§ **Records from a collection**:
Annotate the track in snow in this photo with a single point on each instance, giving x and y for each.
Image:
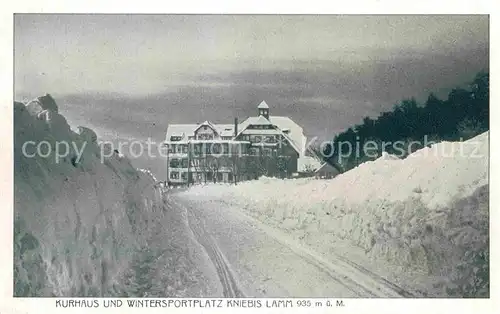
(229, 285)
(344, 274)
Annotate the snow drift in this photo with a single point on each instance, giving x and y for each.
(80, 224)
(426, 214)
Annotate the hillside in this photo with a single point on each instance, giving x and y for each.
(86, 225)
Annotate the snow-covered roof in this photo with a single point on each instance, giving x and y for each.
(305, 163)
(182, 130)
(295, 132)
(328, 166)
(263, 105)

§ **About this exercise**: Retype all the data exactly; skip the pictures.

§ **Result of this exercise**:
Annotate the track in snow in this photo with a single point on each instance, giving x and y for each.
Image:
(229, 285)
(344, 274)
Annotate the snow drift in this photo with a single point on each instance, giving x and y for each.
(80, 224)
(426, 214)
Annotate the hillside in this photo with a single point on each instance, giving x and y for each.
(86, 225)
Annotate the snow-covered roof in this photo with a single point on each instance, giving x and y for each.
(305, 163)
(182, 130)
(295, 132)
(328, 166)
(263, 105)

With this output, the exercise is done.